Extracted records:
*-*-*
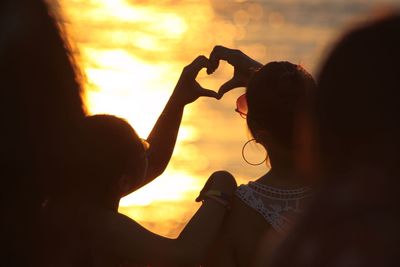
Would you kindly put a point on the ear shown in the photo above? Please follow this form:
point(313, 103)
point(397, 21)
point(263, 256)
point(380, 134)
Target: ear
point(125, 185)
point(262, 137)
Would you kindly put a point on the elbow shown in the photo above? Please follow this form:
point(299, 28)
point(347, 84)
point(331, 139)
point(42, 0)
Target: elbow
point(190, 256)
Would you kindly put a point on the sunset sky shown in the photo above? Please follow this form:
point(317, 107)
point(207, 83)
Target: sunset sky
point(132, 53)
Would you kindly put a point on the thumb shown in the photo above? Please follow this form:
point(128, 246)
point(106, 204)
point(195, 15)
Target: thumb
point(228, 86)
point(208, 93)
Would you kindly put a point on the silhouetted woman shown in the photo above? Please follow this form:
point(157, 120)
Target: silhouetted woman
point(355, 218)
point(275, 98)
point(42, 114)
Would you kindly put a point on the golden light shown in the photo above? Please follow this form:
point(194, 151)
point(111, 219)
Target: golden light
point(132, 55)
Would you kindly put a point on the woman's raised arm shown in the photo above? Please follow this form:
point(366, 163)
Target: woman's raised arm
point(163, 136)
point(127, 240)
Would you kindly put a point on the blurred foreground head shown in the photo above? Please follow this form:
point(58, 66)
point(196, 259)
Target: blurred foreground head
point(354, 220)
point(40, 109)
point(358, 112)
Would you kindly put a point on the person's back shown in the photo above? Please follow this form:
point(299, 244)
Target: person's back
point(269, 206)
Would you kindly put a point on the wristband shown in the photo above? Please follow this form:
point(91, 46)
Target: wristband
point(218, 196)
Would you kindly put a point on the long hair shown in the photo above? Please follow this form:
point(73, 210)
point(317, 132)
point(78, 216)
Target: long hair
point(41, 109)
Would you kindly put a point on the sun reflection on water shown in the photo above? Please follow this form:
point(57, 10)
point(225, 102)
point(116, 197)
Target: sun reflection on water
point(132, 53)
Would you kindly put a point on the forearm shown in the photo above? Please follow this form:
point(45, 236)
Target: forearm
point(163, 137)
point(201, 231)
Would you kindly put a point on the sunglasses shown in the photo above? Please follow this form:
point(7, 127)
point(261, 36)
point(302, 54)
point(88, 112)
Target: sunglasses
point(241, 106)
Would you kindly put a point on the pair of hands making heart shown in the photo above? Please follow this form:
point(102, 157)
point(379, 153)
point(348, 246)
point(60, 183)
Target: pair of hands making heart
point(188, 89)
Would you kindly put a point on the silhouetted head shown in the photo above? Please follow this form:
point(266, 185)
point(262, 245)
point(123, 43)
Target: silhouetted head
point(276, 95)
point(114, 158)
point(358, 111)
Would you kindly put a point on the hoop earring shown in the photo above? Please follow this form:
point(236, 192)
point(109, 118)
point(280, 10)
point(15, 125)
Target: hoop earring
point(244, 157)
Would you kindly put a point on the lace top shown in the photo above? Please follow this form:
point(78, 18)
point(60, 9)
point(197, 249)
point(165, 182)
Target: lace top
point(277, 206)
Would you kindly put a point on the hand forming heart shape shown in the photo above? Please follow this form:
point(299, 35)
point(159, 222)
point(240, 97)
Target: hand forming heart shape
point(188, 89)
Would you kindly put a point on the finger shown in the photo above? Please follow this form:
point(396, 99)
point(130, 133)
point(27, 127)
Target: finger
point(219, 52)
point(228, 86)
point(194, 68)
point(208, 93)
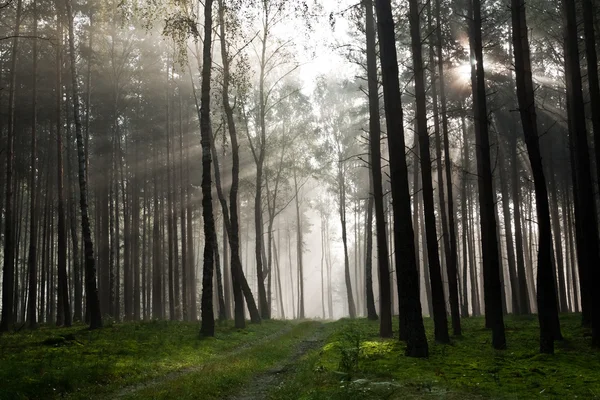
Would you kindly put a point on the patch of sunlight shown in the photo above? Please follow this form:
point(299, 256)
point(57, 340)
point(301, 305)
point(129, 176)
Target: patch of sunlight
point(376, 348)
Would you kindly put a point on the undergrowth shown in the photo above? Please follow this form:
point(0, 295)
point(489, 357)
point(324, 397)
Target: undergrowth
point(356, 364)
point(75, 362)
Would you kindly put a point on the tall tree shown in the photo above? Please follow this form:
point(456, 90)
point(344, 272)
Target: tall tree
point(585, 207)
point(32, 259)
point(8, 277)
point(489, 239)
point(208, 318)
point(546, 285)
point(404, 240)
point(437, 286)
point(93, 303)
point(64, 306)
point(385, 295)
*-*-*
## Exercise
Reproduce every line of the data in the stretch from the line containing "Would you kindly put a point on the forearm" through the line containing "point(241, 106)", requests included. Scale the coordinates in the answer points by 2.25, rounding to whole numbers with halves going up, and leave the requests and their sample points unchanged.

## Response to this task
Would you kindly put a point on the forearm shown in the photo above? Please follow this form:
point(45, 236)
Target: forearm
point(367, 308)
point(452, 520)
Would you kindly put a point on the sunglasses shown in the photo above? Please follow this form:
point(7, 127)
point(261, 36)
point(302, 54)
point(88, 112)
Target: sunglasses
point(542, 239)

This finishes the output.